→ **Exercise objective**
Write the records out again. Match them exactly.

(Records from a dataset)

□ □ □ □ □ □ □

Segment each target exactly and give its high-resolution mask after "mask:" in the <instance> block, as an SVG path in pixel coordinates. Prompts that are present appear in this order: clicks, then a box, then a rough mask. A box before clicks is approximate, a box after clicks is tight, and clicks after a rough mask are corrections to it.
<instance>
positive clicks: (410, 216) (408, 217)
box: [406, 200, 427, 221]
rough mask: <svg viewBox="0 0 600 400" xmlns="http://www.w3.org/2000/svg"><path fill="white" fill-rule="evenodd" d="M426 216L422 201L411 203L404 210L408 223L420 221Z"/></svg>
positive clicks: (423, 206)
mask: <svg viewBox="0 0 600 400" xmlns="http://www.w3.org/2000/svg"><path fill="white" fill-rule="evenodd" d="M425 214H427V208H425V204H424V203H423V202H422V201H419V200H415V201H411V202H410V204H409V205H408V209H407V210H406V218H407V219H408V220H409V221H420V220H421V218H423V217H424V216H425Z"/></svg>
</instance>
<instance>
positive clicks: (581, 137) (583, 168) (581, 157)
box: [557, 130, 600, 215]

□ □ □ □ □ □ □

→ **Answer area**
Segment each target exactly and give its high-resolution mask after "mask:" in the <instance> block, as an SVG path in pixel coordinates. Prompts that are present appear in this order: clicks, then a box, then a rough mask. A box before clicks is approximate, a box after clicks is tight, and clicks after a rough mask are corrections to it.
<instance>
positive clicks: (410, 216) (408, 217)
box: [406, 200, 427, 221]
rough mask: <svg viewBox="0 0 600 400" xmlns="http://www.w3.org/2000/svg"><path fill="white" fill-rule="evenodd" d="M426 216L422 201L411 203L404 210L408 223L420 221Z"/></svg>
positive clicks: (423, 206)
mask: <svg viewBox="0 0 600 400" xmlns="http://www.w3.org/2000/svg"><path fill="white" fill-rule="evenodd" d="M425 214H427V208H425V204H424V203H423V202H422V201H419V200H415V201H411V202H410V204H409V205H408V209H407V210H406V218H407V219H408V220H409V221H420V220H421V218H423V217H424V216H425Z"/></svg>
</instance>
<instance>
positive clicks: (581, 137) (583, 168) (581, 157)
box: [557, 130, 600, 215]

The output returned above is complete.